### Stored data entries
——
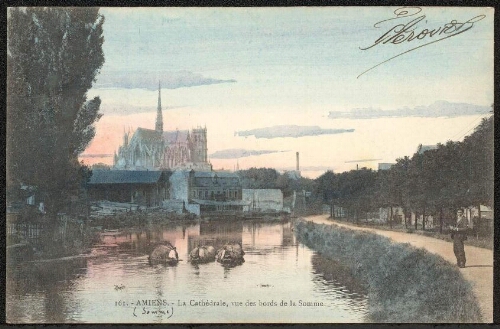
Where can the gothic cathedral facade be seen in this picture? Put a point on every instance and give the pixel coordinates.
(156, 149)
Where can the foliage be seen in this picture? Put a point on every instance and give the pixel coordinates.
(454, 175)
(405, 284)
(53, 57)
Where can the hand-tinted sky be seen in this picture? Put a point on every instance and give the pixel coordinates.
(243, 69)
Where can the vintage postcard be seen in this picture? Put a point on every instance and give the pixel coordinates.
(249, 165)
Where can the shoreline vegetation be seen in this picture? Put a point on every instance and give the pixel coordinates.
(405, 284)
(474, 240)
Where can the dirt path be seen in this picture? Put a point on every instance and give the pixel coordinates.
(478, 270)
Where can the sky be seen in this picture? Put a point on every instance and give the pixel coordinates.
(269, 82)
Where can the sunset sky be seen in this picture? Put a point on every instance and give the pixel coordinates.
(242, 72)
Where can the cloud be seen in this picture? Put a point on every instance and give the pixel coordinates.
(125, 109)
(362, 160)
(239, 153)
(149, 80)
(435, 110)
(290, 131)
(309, 168)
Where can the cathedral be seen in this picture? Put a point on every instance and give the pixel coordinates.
(156, 149)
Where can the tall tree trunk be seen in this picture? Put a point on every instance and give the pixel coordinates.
(441, 220)
(390, 219)
(423, 220)
(478, 223)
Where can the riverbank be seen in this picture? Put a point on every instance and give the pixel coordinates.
(478, 270)
(405, 284)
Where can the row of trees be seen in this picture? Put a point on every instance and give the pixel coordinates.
(53, 57)
(454, 175)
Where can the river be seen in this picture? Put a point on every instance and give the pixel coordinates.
(281, 280)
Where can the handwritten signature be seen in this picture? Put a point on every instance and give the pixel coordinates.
(410, 31)
(145, 311)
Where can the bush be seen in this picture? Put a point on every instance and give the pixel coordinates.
(405, 284)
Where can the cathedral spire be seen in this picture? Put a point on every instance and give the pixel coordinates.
(159, 116)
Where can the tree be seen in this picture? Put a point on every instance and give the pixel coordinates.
(53, 57)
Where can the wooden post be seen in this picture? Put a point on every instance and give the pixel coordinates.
(423, 220)
(390, 219)
(440, 220)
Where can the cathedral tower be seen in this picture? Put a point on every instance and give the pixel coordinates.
(159, 116)
(199, 145)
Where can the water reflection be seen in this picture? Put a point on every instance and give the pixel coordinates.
(276, 268)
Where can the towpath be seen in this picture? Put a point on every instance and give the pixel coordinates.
(478, 270)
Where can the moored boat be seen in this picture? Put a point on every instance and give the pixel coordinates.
(164, 254)
(231, 254)
(202, 254)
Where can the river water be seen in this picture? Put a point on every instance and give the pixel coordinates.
(281, 280)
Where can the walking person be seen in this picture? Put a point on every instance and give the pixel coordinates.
(459, 235)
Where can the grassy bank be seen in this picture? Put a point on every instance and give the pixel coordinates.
(405, 284)
(481, 241)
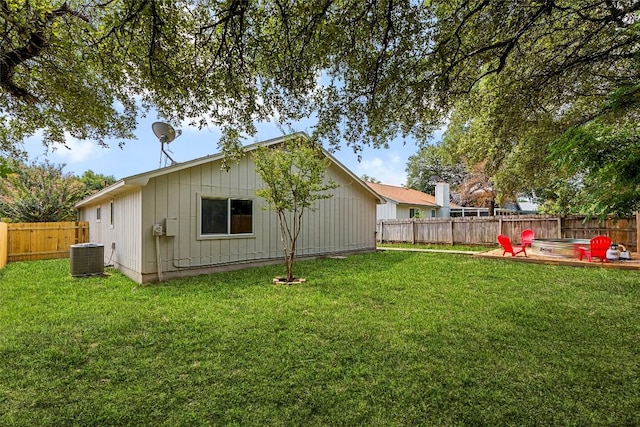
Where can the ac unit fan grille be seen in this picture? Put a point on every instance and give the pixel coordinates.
(86, 259)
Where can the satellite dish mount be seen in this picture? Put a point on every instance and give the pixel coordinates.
(165, 133)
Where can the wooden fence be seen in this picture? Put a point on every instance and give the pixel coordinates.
(484, 230)
(40, 240)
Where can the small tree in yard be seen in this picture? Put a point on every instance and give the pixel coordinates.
(294, 175)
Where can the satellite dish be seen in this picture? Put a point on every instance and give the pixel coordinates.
(165, 133)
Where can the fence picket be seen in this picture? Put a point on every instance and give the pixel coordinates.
(40, 240)
(483, 230)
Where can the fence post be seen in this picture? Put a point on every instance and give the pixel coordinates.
(4, 244)
(451, 228)
(559, 227)
(413, 232)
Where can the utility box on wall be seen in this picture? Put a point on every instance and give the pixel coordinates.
(171, 226)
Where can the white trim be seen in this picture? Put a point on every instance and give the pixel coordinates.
(228, 235)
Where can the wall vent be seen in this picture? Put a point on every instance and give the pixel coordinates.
(86, 259)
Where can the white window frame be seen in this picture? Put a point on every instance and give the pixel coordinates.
(228, 234)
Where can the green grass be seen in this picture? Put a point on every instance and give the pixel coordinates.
(381, 339)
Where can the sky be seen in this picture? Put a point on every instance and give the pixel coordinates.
(143, 154)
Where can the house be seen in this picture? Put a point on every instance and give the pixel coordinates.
(404, 203)
(195, 218)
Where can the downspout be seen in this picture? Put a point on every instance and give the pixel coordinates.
(158, 260)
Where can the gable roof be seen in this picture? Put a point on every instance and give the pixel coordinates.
(140, 180)
(403, 195)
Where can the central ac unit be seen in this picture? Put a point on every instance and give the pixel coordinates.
(86, 259)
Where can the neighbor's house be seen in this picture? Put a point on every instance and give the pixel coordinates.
(405, 203)
(194, 218)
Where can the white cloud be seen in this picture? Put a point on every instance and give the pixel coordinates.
(76, 150)
(389, 169)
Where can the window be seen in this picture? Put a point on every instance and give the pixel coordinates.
(225, 216)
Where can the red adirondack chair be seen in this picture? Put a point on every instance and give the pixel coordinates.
(526, 237)
(598, 249)
(505, 242)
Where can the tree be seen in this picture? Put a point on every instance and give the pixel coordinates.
(525, 76)
(477, 190)
(517, 74)
(430, 165)
(294, 176)
(39, 193)
(94, 182)
(84, 68)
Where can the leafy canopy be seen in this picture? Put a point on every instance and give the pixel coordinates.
(509, 78)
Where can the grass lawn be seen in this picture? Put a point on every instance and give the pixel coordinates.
(381, 339)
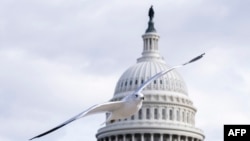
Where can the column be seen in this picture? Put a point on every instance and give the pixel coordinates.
(142, 137)
(161, 137)
(178, 137)
(133, 137)
(170, 137)
(151, 137)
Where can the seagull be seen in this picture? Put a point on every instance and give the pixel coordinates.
(124, 108)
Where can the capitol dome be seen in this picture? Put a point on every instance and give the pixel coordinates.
(134, 76)
(167, 112)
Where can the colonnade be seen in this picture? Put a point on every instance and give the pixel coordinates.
(148, 137)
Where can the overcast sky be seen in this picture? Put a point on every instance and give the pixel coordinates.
(58, 57)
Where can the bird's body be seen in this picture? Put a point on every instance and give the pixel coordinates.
(124, 108)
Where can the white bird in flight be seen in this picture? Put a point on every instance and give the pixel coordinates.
(124, 108)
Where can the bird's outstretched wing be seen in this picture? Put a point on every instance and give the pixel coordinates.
(139, 89)
(99, 108)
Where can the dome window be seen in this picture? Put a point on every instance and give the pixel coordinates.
(156, 113)
(163, 113)
(148, 113)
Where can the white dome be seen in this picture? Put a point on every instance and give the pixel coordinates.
(134, 76)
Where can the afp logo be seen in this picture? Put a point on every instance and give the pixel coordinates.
(237, 132)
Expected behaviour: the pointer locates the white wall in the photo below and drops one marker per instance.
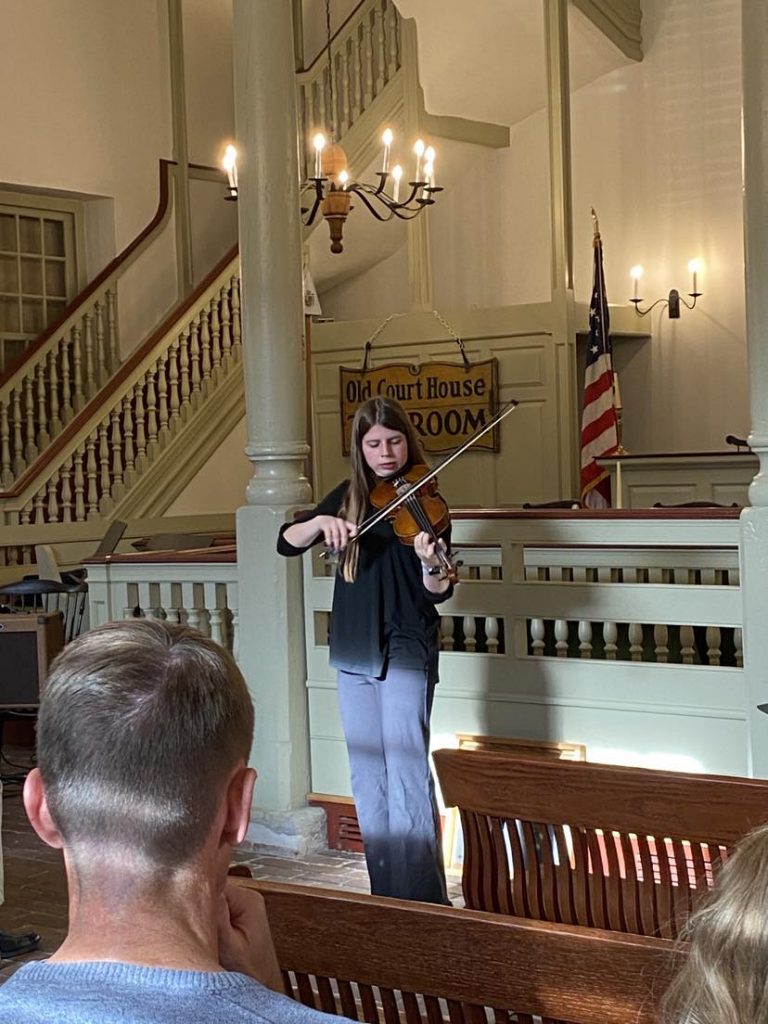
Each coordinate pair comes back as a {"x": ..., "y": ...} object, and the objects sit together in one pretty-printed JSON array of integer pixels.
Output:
[
  {"x": 656, "y": 151},
  {"x": 84, "y": 102}
]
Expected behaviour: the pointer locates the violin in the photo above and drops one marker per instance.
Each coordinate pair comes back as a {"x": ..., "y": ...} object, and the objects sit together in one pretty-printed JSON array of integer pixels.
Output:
[
  {"x": 409, "y": 491},
  {"x": 423, "y": 510}
]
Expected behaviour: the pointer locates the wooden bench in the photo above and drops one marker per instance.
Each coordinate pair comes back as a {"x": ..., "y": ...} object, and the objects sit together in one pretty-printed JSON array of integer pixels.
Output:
[
  {"x": 390, "y": 962},
  {"x": 626, "y": 849}
]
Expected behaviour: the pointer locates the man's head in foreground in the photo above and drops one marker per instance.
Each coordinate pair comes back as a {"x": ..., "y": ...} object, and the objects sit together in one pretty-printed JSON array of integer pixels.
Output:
[{"x": 143, "y": 736}]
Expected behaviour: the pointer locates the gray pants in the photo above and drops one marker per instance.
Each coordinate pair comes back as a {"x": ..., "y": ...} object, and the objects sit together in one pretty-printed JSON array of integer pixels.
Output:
[{"x": 386, "y": 725}]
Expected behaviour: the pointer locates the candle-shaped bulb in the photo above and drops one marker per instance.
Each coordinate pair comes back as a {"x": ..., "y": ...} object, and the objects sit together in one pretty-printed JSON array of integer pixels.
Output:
[
  {"x": 419, "y": 151},
  {"x": 636, "y": 273},
  {"x": 693, "y": 267},
  {"x": 320, "y": 143},
  {"x": 387, "y": 140},
  {"x": 229, "y": 163},
  {"x": 396, "y": 174}
]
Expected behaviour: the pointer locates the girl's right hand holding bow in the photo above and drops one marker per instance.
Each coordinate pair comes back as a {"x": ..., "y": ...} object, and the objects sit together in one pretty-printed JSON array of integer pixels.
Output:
[{"x": 336, "y": 531}]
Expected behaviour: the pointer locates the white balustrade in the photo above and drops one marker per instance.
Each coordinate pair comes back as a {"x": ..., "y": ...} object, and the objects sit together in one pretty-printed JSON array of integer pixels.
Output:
[
  {"x": 203, "y": 596},
  {"x": 142, "y": 416}
]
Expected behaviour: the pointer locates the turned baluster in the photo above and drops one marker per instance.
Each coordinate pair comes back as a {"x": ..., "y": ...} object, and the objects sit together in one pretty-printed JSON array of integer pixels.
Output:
[
  {"x": 53, "y": 510},
  {"x": 91, "y": 384},
  {"x": 356, "y": 74},
  {"x": 636, "y": 641},
  {"x": 101, "y": 353},
  {"x": 152, "y": 415},
  {"x": 30, "y": 448},
  {"x": 492, "y": 634},
  {"x": 104, "y": 477},
  {"x": 139, "y": 421},
  {"x": 226, "y": 337},
  {"x": 174, "y": 400},
  {"x": 561, "y": 638},
  {"x": 232, "y": 604},
  {"x": 236, "y": 317},
  {"x": 163, "y": 431},
  {"x": 662, "y": 642},
  {"x": 184, "y": 373},
  {"x": 469, "y": 628},
  {"x": 713, "y": 644},
  {"x": 68, "y": 410},
  {"x": 393, "y": 32},
  {"x": 687, "y": 644},
  {"x": 43, "y": 437},
  {"x": 77, "y": 366},
  {"x": 446, "y": 632},
  {"x": 344, "y": 61},
  {"x": 6, "y": 473},
  {"x": 585, "y": 639},
  {"x": 67, "y": 491},
  {"x": 215, "y": 329},
  {"x": 116, "y": 443},
  {"x": 15, "y": 422},
  {"x": 112, "y": 329},
  {"x": 381, "y": 55},
  {"x": 39, "y": 517},
  {"x": 610, "y": 636},
  {"x": 367, "y": 58},
  {"x": 205, "y": 351},
  {"x": 538, "y": 633},
  {"x": 195, "y": 376},
  {"x": 53, "y": 394},
  {"x": 128, "y": 446},
  {"x": 91, "y": 472}
]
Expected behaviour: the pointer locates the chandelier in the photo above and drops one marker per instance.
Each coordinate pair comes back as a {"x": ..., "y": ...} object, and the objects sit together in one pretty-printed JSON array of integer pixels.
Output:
[{"x": 330, "y": 189}]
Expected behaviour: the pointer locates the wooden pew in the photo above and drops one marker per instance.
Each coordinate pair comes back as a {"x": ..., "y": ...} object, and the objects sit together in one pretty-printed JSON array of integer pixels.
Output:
[
  {"x": 626, "y": 849},
  {"x": 392, "y": 962}
]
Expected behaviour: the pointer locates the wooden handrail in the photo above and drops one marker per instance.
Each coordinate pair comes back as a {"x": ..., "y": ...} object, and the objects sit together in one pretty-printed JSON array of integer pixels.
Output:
[
  {"x": 119, "y": 378},
  {"x": 98, "y": 281},
  {"x": 324, "y": 49}
]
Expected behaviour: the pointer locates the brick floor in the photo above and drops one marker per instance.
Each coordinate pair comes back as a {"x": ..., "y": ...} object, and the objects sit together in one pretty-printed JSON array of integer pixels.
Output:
[{"x": 36, "y": 886}]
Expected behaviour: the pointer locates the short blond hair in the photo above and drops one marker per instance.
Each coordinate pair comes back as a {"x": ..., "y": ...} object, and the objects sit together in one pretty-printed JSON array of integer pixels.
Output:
[{"x": 140, "y": 724}]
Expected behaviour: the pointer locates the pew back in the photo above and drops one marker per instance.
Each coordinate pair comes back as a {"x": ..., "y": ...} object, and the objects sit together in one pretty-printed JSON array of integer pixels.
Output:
[
  {"x": 390, "y": 962},
  {"x": 626, "y": 849}
]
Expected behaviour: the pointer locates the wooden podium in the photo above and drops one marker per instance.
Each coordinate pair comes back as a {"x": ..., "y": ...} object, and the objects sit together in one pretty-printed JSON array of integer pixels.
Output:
[{"x": 29, "y": 641}]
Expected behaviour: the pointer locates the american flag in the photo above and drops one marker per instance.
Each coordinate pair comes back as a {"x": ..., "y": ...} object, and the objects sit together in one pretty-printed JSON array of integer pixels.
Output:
[{"x": 599, "y": 427}]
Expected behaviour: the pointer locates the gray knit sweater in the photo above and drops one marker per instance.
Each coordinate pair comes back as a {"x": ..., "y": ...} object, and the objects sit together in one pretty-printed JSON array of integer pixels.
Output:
[{"x": 107, "y": 993}]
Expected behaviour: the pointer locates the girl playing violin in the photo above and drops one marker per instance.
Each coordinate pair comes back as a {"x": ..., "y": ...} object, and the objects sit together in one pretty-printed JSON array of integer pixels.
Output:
[{"x": 384, "y": 645}]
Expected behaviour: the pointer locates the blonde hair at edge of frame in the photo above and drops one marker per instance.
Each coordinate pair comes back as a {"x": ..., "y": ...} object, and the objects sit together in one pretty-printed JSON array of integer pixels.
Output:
[
  {"x": 140, "y": 724},
  {"x": 725, "y": 977},
  {"x": 376, "y": 412}
]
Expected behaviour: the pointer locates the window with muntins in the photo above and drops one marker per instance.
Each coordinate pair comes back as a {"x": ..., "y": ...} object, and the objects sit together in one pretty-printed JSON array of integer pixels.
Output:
[{"x": 38, "y": 272}]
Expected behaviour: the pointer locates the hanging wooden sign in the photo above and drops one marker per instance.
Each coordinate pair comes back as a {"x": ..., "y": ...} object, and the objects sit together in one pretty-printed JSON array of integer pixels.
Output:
[{"x": 446, "y": 401}]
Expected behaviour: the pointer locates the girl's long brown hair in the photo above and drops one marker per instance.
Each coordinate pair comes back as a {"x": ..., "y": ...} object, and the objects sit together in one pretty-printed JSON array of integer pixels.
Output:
[
  {"x": 724, "y": 979},
  {"x": 376, "y": 412}
]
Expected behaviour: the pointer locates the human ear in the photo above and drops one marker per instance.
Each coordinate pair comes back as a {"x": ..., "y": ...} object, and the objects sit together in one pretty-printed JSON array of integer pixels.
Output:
[
  {"x": 36, "y": 805},
  {"x": 239, "y": 799}
]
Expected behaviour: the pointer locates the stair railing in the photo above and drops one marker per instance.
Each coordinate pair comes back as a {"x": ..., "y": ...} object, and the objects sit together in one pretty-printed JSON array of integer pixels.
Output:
[
  {"x": 111, "y": 442},
  {"x": 67, "y": 365},
  {"x": 366, "y": 54}
]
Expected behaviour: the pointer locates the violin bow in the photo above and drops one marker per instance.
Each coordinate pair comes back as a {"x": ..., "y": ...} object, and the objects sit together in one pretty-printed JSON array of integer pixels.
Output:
[{"x": 395, "y": 503}]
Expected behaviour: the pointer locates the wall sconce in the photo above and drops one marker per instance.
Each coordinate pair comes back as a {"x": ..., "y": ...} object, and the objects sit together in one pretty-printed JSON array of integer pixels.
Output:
[
  {"x": 229, "y": 163},
  {"x": 674, "y": 299}
]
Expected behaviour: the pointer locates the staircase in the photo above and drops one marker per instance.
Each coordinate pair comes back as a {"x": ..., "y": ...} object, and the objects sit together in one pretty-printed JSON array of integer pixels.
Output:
[{"x": 85, "y": 436}]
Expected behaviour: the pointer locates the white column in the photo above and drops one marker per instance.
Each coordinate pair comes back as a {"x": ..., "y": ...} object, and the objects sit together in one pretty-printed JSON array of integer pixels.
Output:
[
  {"x": 754, "y": 547},
  {"x": 271, "y": 653},
  {"x": 561, "y": 207}
]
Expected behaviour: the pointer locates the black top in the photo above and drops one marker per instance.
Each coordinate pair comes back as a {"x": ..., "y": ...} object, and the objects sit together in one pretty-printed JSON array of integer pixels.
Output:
[{"x": 387, "y": 615}]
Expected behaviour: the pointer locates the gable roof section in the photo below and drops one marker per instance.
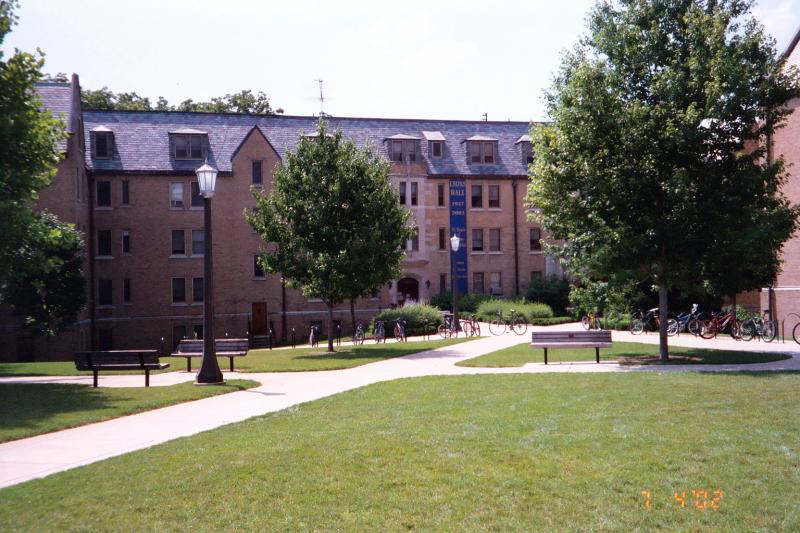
——
### WHAT TO WORK ON
Report how many lines above contain the string "gray". Please write the number only.

### RESPONSE TO THE EXERCISE
2